#### Extrait choisi
Le travail de Martine Venturelli avec la compagnie Atelier Recherche Scène (1+1=3) met en résonance l’obscurité naturelle et l’obscurité intérieure. Venue de la musicothérapie et de la poésie, Martine Venturelli s’empare du plateau et de ses moyens scéniques non pour le saturer d’images, mais pour le dépouiller de ses codes afin d’en retrouver l’essence. Plongés dans le noir, les spectateurs perdent toute notion quantitative quant à la dimension du plateau ou au nombre d’acteurs en scène. Seuls les sons se répondent et occupent l’espace. C’est par le son que l’entrée se fait.

Pour « Celui qui ne connaît pas l’oiseau le mange », le texte était réduit à sa plus simple expression : quelques mots. Dans ses créations, les corps non visibles sont néanmoins présents par les sons qu’ils produisent : souffles, bruits de bouche, de glissement et de frottements donnent matière aux corps des acteurs. Seule la qualité vibratoire peut donner une idée ou une perception de l’espace dans toutes ses dimensions. Accompagnée de la musique de Gérard Grisey pour percussion le Noir de l’étoile, et de la Passion selon Saint Mathieu de Bach, l’imagination du spectateur se construit à partir de l’invisible dans le noir.
########
#### Lignes de données
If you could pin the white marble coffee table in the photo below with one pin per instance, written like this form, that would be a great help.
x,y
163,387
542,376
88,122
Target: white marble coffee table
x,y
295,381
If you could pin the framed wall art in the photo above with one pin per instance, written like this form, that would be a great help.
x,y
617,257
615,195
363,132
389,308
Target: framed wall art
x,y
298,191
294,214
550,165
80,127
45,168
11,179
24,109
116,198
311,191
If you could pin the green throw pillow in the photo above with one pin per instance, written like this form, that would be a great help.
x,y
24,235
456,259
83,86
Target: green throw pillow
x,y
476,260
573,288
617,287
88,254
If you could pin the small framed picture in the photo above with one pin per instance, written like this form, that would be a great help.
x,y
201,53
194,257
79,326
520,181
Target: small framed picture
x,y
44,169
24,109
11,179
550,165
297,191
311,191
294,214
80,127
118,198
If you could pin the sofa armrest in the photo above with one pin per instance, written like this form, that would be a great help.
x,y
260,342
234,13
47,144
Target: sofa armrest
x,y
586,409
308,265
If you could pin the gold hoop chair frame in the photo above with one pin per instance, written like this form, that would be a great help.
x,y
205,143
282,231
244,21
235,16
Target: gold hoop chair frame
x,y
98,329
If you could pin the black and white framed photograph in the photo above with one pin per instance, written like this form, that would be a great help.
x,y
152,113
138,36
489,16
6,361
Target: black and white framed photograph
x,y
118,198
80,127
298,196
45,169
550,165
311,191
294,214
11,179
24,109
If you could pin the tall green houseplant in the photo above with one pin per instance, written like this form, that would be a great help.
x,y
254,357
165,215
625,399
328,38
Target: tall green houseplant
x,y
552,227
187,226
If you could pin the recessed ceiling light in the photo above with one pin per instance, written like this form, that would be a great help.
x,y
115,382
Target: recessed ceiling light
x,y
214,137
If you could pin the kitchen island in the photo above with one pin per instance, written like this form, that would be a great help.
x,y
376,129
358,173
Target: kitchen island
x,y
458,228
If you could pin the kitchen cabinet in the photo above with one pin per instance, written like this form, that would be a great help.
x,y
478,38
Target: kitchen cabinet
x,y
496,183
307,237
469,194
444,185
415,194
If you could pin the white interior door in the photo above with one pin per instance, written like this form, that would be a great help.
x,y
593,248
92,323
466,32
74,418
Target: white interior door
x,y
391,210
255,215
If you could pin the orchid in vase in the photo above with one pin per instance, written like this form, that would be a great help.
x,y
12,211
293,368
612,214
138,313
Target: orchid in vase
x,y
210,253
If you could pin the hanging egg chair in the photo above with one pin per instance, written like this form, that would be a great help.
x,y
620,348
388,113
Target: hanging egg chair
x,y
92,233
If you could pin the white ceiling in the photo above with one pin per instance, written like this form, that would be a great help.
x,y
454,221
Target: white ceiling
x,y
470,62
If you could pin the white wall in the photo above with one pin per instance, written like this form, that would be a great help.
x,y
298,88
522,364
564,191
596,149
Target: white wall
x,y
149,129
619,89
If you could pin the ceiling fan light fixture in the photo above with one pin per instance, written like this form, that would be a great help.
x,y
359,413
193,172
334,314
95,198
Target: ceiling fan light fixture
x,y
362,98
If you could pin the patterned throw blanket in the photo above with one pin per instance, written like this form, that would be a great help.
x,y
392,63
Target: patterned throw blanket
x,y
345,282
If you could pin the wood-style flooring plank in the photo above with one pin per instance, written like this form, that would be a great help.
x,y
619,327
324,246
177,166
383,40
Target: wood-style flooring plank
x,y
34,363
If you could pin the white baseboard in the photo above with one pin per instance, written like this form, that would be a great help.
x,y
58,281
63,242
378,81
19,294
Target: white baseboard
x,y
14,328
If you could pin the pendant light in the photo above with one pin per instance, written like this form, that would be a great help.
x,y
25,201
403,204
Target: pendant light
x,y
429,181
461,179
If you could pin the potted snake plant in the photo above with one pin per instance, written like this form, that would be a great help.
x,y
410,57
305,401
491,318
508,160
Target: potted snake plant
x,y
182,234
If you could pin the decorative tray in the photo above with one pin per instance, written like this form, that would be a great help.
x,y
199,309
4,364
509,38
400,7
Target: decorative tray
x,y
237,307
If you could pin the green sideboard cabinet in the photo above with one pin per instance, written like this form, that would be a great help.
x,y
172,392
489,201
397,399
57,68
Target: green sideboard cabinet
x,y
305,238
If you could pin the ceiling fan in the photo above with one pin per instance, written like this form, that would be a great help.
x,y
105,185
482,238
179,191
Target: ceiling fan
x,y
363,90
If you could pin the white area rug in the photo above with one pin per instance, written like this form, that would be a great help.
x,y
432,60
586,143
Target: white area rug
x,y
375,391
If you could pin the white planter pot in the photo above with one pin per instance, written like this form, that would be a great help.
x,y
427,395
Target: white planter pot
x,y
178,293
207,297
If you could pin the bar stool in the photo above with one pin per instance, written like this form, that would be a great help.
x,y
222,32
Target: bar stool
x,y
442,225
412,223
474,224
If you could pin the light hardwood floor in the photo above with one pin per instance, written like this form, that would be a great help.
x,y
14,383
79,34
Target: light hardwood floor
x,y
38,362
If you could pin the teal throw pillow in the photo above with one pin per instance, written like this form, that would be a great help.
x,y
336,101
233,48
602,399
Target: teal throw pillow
########
**Exercices**
**a.** Réécrivez sous forme de liste le paragraphe de l'extrait qui commence par « Pour « Celui qui ne connaît pas l’oiseau le mange » », en conservant ses faits essentiels.
**b.** D'après l'extrait, de quels domaines vient Martine Venturelli ?
**c.** Recopiez fidèlement le passage de l'extrait qui s'ouvre sur les mots « Le travail de » et se termine par « l’entrée se fait. ».
La liste de données constitue un matériau à part, indépendant de l'extrait.

**Corrigés des exercices**
**a.**
- Dans « Celui qui ne connaît pas l’oiseau le mange », le texte se limitait à quelques mots.
- Les corps des acteurs, invisibles, restent présents par les sons qu'ils produisent : souffles, bruits de bouche, glissements et frottements.
- Seule la qualité vibratoire peut donner une perception de l'espace dans toutes ses dimensions.
- Accompagnée de la musique pour percussion de Gérard Grisey, le Noir de l’étoile, et de la Passion selon Saint Mathieu de Bach, l'imagination du spectateur se construit à partir de l'invisible, dans le noir.

**b.** Elle vient de la musicothérapie et de la poésie.

**c.**
Le travail de Martine Venturelli avec la compagnie Atelier Recherche Scène (1+1=3) met en résonance l’obscurité naturelle et l’obscurité intérieure. Venue de la musicothérapie et de la poésie, Martine Venturelli s’empare du plateau et de ses moyens scéniques non pour le saturer d’images, mais pour le dépouiller de ses codes afin d’en retrouver l’essence. Plongés dans le noir, les spectateurs perdent toute notion quantitative quant à la dimension du plateau ou au nombre d’acteurs en scène. Seuls les sons se répondent et occupent l’espace. C’est par le son que l’entrée se fait.